# WHAT THE TASK REQUIRES
Beginning at the line containing "Target: man's ear" and continuing to the end of the records below, give each line again exactly as it stands, and only those lines.

# GIVEN DATA
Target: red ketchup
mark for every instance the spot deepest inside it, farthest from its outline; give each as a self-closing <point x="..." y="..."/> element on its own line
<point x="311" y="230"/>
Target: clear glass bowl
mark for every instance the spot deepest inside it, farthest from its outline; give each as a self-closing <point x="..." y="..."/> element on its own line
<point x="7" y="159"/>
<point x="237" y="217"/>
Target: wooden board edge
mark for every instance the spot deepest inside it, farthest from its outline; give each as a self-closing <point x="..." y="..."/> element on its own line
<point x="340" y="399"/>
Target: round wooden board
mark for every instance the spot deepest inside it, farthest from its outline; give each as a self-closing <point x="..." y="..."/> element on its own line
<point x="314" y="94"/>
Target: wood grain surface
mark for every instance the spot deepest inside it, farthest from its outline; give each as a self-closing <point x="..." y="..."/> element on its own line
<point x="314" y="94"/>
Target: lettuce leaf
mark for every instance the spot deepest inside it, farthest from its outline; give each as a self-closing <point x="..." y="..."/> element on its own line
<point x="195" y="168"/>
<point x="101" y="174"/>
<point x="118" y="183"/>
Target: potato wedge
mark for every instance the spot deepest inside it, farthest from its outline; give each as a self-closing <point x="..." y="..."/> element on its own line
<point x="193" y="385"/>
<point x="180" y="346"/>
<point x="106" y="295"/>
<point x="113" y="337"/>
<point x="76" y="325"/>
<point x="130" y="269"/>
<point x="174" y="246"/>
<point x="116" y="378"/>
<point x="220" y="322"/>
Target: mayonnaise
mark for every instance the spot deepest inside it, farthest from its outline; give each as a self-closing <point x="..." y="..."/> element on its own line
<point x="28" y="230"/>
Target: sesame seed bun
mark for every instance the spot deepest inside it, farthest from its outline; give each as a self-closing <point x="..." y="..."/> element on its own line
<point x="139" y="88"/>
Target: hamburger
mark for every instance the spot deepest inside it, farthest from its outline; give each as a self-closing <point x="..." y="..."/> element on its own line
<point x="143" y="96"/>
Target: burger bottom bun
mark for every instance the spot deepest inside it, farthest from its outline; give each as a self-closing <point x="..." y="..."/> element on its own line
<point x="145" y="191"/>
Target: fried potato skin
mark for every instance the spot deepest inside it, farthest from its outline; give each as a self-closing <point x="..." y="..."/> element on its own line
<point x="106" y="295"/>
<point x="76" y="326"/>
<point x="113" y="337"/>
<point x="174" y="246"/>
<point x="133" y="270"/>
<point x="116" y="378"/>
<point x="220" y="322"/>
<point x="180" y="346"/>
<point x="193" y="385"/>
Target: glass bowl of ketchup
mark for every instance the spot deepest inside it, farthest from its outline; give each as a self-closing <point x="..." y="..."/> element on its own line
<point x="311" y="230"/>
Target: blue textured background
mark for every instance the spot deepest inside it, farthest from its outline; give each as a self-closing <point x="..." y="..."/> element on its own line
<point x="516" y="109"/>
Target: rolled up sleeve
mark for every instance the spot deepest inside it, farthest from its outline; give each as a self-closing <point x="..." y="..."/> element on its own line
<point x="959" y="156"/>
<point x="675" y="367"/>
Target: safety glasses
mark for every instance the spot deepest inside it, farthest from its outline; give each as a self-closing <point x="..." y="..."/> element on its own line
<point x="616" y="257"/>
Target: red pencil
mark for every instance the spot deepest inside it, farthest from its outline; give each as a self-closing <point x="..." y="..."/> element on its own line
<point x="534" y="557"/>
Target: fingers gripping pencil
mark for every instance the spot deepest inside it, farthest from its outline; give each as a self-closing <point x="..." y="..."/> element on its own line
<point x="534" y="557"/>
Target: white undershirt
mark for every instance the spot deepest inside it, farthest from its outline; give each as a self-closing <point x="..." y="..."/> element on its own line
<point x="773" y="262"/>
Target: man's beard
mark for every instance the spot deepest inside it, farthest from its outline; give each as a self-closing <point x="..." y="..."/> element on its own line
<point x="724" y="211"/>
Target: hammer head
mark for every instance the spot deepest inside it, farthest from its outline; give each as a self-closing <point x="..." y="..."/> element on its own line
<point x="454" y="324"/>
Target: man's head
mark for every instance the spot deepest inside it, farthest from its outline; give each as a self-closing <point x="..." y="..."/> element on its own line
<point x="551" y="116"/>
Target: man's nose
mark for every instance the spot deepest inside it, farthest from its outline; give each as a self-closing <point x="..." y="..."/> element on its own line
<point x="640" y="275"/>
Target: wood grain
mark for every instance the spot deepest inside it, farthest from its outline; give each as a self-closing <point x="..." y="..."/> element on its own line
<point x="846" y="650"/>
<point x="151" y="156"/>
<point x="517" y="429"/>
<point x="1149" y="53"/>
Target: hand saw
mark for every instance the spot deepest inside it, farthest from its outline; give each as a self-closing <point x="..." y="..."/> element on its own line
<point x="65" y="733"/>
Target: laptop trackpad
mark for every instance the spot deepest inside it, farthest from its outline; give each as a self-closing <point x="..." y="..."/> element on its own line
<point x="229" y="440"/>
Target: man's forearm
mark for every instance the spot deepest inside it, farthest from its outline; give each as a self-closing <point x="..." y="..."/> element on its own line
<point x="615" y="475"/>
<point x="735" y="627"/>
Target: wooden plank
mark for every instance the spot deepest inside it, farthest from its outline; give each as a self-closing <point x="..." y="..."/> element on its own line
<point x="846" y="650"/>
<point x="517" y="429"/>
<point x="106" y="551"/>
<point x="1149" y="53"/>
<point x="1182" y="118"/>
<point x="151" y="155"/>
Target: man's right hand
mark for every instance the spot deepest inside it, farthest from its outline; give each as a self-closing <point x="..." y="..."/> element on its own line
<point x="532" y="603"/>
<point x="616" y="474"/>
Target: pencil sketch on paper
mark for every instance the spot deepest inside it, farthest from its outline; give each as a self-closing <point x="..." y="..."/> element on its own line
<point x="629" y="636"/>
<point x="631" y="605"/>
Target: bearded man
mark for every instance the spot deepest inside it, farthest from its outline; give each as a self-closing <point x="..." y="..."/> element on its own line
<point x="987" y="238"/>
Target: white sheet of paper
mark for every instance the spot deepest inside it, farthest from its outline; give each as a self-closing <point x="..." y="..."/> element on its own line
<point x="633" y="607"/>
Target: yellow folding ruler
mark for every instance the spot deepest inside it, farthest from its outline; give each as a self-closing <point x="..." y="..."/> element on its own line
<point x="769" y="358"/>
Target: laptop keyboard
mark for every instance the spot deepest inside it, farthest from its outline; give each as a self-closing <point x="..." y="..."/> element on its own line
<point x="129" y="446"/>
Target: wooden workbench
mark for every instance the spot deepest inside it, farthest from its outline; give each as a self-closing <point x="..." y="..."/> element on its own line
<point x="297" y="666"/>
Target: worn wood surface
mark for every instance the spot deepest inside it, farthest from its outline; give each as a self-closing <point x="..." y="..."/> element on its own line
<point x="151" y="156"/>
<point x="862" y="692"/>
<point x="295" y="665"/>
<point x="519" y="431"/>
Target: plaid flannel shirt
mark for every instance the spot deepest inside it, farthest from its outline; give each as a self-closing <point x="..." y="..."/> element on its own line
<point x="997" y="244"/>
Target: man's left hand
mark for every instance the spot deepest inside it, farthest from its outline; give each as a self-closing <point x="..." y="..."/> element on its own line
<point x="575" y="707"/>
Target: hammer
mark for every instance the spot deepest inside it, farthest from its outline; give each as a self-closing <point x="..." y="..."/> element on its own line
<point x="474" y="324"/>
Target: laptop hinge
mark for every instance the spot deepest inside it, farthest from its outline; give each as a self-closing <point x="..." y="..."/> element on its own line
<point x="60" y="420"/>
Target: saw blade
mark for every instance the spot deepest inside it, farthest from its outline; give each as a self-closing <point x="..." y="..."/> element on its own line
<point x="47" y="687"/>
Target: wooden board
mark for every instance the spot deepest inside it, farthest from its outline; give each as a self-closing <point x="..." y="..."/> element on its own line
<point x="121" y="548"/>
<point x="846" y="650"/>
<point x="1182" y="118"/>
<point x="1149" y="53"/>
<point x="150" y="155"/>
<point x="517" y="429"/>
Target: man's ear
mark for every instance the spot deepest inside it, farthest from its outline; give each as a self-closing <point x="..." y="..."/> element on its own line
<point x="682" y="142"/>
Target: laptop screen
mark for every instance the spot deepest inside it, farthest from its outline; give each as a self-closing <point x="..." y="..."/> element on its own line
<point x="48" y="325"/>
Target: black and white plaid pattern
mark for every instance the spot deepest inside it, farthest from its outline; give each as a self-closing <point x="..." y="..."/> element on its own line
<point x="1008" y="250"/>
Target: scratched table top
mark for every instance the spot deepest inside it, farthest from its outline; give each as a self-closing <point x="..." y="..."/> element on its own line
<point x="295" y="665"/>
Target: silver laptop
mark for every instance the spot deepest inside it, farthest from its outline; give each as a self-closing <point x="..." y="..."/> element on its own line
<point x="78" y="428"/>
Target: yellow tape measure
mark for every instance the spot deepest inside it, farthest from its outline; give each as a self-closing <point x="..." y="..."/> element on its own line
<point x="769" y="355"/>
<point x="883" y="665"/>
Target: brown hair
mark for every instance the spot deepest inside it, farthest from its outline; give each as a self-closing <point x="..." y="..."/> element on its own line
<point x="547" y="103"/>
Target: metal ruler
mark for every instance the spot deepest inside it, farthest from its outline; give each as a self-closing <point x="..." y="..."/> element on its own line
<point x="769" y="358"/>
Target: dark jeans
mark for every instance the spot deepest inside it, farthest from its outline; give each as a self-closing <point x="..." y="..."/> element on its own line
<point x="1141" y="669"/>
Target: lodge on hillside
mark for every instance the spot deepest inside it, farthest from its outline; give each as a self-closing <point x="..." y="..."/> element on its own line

# REPLY
Target: man's ear
mark for every instance the spot deepest inside it, farthest from its outline; give each as a self-closing <point x="..." y="..."/> element on its own line
<point x="682" y="142"/>
Target: laptop screen
mark for every instance the spot deepest inside it, farthest from its outline; give each as a self-closing <point x="..." y="..."/> element on its own line
<point x="48" y="325"/>
Target: black and white plaid pattern
mark for every instance the spot deepest inside it, farthest from its outline; give each as a self-closing <point x="..." y="..."/> element on its own line
<point x="1008" y="250"/>
Target: scratched table top
mark for every instance the spot deepest inside it, farthest from its outline; give each as a self-closing <point x="..." y="..."/> element on its own line
<point x="295" y="665"/>
Target: silver laptop
mark for every instance the spot deepest inside it, farthest from its outline; give each as a self-closing <point x="..." y="..."/> element on its own line
<point x="78" y="428"/>
Target: yellow tape measure
mark for every instance the spot deepest inside it, farthest from its outline; give each as a self-closing <point x="..." y="..."/> element on its own line
<point x="769" y="355"/>
<point x="883" y="665"/>
Target: brown hair
mark for every instance the spot deepest inside it, farthest from its outline; give each as a self-closing <point x="..." y="..."/> element on its own line
<point x="547" y="103"/>
Target: metal ruler
mark for every instance the spot deepest inside it, farthest from its outline; give each as a self-closing <point x="..." y="..."/> element on its own line
<point x="769" y="358"/>
Target: dark jeans
mark for every instance the spot deepest inside it, farthest from its outline; give each as a self-closing <point x="..." y="..."/> element on its own line
<point x="1141" y="669"/>
Target: lodge on hillside
mark for every instance the spot deepest inside it, farthest from its outline; give each as a self-closing <point x="..." y="..."/> element on its own line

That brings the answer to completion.